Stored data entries
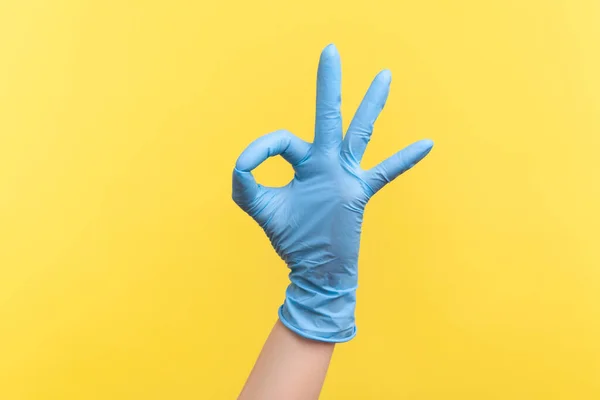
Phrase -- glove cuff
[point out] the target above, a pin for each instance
(324, 317)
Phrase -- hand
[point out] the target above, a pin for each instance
(314, 222)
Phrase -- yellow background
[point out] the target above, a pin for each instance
(126, 271)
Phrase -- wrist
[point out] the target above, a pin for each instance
(319, 314)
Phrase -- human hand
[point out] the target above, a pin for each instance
(314, 222)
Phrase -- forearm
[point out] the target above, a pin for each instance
(289, 367)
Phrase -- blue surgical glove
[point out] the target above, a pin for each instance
(314, 222)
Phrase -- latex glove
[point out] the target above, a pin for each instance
(314, 222)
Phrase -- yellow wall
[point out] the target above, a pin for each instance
(126, 271)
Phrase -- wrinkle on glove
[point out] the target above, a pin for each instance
(314, 222)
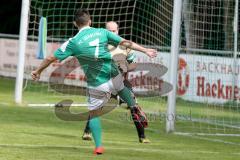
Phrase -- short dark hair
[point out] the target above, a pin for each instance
(82, 17)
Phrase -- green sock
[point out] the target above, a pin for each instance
(95, 127)
(125, 94)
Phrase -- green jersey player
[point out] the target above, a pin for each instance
(89, 46)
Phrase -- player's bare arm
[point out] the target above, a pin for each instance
(45, 63)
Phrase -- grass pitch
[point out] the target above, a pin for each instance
(36, 133)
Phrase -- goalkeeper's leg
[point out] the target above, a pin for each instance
(138, 116)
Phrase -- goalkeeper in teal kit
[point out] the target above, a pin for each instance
(89, 46)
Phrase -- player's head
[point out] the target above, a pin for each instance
(82, 18)
(112, 26)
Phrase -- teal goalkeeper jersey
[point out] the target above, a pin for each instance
(89, 46)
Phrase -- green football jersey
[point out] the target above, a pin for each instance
(89, 46)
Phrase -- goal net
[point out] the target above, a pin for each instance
(207, 93)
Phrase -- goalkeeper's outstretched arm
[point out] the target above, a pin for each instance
(45, 63)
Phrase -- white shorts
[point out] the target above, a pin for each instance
(98, 96)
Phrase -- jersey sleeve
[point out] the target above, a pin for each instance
(64, 51)
(113, 38)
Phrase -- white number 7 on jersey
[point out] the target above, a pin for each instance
(96, 44)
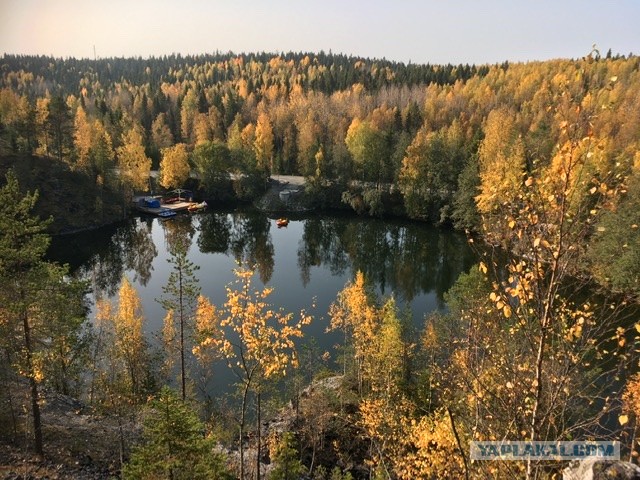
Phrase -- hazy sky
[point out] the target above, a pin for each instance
(420, 31)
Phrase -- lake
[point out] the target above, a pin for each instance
(307, 263)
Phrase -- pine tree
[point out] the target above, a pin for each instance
(179, 299)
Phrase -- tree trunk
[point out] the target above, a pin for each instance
(182, 367)
(33, 384)
(259, 438)
(242, 417)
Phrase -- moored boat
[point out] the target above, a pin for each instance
(197, 206)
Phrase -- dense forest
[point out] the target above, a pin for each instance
(539, 162)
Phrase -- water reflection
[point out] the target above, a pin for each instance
(407, 259)
(404, 258)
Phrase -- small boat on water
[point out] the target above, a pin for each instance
(197, 207)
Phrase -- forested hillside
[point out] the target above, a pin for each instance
(540, 160)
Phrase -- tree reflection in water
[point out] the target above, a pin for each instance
(403, 258)
(407, 259)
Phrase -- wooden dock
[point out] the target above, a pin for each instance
(164, 210)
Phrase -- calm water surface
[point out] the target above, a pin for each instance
(307, 263)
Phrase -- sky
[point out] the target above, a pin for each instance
(416, 31)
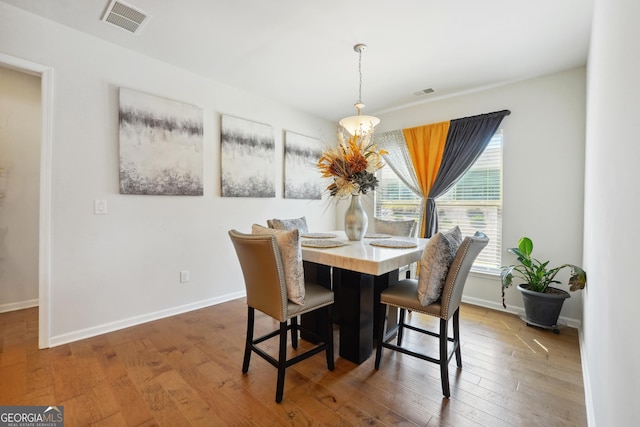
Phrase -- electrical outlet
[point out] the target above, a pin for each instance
(184, 276)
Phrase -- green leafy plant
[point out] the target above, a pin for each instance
(537, 275)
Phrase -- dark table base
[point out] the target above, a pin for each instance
(356, 296)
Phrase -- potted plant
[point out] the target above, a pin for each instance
(542, 302)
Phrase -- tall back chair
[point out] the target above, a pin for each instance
(400, 227)
(405, 297)
(265, 284)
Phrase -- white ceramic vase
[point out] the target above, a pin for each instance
(355, 219)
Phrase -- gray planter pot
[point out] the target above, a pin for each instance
(543, 309)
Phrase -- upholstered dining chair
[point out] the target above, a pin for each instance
(267, 291)
(400, 227)
(446, 306)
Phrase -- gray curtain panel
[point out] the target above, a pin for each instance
(466, 140)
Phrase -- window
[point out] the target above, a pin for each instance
(474, 203)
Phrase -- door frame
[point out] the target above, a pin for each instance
(44, 229)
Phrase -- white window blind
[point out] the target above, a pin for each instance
(473, 204)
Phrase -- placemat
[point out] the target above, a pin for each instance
(322, 243)
(377, 236)
(319, 235)
(400, 244)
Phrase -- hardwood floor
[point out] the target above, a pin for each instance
(186, 370)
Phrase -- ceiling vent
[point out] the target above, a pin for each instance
(125, 16)
(424, 92)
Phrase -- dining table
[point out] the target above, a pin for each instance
(357, 271)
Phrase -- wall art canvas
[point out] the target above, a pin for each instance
(160, 146)
(247, 158)
(301, 177)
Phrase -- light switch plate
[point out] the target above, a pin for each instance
(100, 207)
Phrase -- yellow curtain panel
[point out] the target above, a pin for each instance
(426, 146)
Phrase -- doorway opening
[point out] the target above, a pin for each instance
(42, 236)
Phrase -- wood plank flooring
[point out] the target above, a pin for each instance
(186, 371)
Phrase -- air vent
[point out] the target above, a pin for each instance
(424, 92)
(125, 16)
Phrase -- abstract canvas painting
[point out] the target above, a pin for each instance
(301, 177)
(160, 146)
(247, 158)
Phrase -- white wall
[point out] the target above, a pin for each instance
(543, 171)
(109, 271)
(19, 188)
(610, 328)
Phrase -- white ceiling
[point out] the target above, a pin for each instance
(300, 52)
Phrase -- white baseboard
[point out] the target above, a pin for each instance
(57, 340)
(5, 308)
(570, 322)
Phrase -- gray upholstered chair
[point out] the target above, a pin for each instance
(263, 272)
(402, 227)
(405, 297)
(289, 224)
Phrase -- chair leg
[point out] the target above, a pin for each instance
(456, 337)
(403, 312)
(444, 362)
(380, 329)
(282, 361)
(329, 340)
(294, 332)
(249, 341)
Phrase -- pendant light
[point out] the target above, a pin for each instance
(359, 125)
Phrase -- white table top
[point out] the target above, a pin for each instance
(360, 256)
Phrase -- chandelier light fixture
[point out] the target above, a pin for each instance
(359, 125)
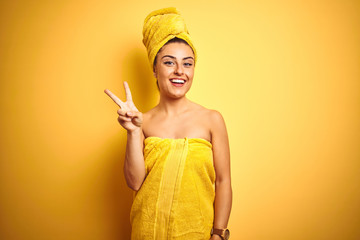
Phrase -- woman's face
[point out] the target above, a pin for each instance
(174, 69)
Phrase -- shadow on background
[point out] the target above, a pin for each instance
(136, 71)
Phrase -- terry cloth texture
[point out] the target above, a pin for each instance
(162, 25)
(176, 198)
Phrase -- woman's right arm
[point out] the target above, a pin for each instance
(131, 120)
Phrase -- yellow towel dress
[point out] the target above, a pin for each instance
(176, 198)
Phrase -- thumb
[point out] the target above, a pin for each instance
(136, 117)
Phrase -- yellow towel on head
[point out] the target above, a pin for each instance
(162, 25)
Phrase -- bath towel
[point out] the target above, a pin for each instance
(162, 25)
(176, 198)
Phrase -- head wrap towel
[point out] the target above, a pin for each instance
(162, 25)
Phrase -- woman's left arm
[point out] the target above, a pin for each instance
(221, 155)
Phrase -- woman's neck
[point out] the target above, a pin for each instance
(173, 107)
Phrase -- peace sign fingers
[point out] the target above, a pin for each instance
(120, 103)
(127, 92)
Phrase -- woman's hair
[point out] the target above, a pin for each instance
(173, 40)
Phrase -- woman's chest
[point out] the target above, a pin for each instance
(178, 128)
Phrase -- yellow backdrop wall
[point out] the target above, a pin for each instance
(284, 74)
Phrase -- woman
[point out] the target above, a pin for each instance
(177, 154)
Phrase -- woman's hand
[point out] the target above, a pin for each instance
(129, 116)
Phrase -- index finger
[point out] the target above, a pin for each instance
(114, 98)
(127, 92)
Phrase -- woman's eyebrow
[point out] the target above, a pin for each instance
(175, 57)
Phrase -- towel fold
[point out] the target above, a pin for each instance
(176, 198)
(162, 25)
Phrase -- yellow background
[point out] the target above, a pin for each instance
(284, 74)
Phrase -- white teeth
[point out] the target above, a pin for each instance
(177, 81)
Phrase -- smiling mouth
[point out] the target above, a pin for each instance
(177, 82)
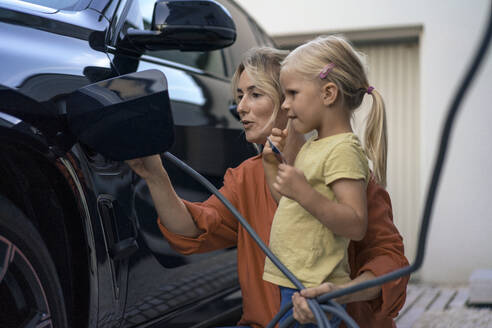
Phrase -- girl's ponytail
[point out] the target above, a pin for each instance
(376, 140)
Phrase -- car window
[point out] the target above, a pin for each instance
(209, 61)
(55, 4)
(245, 38)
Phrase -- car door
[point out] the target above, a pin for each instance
(163, 284)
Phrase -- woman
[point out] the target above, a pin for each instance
(202, 227)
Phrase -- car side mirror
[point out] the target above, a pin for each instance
(196, 25)
(124, 117)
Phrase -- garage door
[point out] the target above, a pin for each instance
(394, 71)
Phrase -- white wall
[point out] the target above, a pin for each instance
(461, 231)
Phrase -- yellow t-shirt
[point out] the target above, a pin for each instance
(307, 248)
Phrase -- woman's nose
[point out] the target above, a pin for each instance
(242, 106)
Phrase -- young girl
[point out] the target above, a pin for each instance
(324, 204)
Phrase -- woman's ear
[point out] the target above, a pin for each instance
(329, 93)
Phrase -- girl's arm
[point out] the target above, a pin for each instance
(346, 217)
(301, 310)
(171, 210)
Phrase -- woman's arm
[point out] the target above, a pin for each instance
(271, 162)
(171, 210)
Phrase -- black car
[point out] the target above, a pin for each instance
(79, 241)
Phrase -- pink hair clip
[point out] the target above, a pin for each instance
(327, 69)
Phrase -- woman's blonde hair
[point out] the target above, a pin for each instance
(263, 67)
(348, 73)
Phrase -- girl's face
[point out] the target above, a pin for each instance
(255, 109)
(303, 101)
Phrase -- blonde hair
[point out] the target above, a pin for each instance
(349, 75)
(263, 67)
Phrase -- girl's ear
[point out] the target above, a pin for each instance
(329, 92)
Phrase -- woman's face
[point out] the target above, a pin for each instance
(255, 109)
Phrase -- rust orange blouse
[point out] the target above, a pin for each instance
(381, 250)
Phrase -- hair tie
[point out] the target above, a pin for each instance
(327, 69)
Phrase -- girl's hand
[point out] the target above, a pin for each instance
(301, 311)
(290, 182)
(147, 167)
(278, 138)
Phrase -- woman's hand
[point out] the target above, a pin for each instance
(291, 182)
(301, 311)
(278, 138)
(147, 167)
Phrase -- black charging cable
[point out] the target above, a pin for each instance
(328, 305)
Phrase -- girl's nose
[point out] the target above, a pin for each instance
(285, 105)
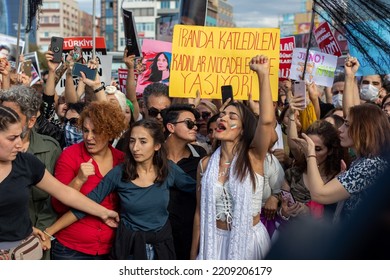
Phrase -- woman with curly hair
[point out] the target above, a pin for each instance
(82, 166)
(142, 183)
(328, 153)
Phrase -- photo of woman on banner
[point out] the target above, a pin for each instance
(159, 68)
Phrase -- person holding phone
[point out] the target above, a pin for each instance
(160, 68)
(230, 182)
(328, 153)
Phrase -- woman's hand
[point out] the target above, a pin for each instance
(86, 169)
(129, 60)
(260, 64)
(110, 218)
(305, 145)
(351, 66)
(45, 241)
(270, 207)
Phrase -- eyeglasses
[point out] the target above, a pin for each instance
(71, 121)
(190, 124)
(153, 112)
(205, 115)
(387, 104)
(374, 83)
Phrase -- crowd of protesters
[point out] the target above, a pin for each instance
(95, 173)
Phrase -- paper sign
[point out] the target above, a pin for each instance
(131, 35)
(381, 58)
(206, 58)
(122, 78)
(320, 67)
(325, 40)
(287, 45)
(156, 56)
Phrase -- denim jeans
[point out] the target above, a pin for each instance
(60, 252)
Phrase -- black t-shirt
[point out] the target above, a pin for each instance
(27, 171)
(182, 205)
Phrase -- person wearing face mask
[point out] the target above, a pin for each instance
(370, 88)
(73, 134)
(338, 91)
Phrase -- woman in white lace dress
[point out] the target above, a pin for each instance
(230, 182)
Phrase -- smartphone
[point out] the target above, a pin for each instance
(287, 195)
(27, 67)
(89, 73)
(227, 92)
(56, 46)
(300, 90)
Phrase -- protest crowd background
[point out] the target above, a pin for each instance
(211, 143)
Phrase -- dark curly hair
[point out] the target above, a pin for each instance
(330, 137)
(107, 118)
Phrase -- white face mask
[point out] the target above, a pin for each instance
(369, 93)
(337, 100)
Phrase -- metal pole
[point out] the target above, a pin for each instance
(26, 35)
(18, 39)
(93, 29)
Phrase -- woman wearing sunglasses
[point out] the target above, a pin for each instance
(180, 130)
(142, 183)
(227, 218)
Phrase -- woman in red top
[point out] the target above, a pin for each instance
(82, 166)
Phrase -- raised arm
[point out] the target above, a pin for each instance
(351, 94)
(50, 82)
(266, 123)
(131, 84)
(96, 85)
(5, 71)
(320, 192)
(74, 199)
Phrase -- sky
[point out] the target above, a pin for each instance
(262, 13)
(247, 13)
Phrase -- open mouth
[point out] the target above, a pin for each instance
(220, 127)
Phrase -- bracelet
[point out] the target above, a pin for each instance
(309, 156)
(282, 216)
(49, 235)
(102, 87)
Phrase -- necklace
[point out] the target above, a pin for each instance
(225, 170)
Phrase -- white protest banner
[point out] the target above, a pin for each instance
(320, 67)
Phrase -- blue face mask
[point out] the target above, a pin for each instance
(337, 100)
(72, 134)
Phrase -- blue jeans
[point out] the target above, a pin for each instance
(60, 252)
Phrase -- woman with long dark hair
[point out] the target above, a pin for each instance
(227, 219)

◆ DIRECTIONS:
Working through the records, copy each line in which the word "curtain" appears.

◆ SOLUTION FOR THIS EXERCISE:
Phrase -- gray curtain panel
Phrase -- yellow curtain panel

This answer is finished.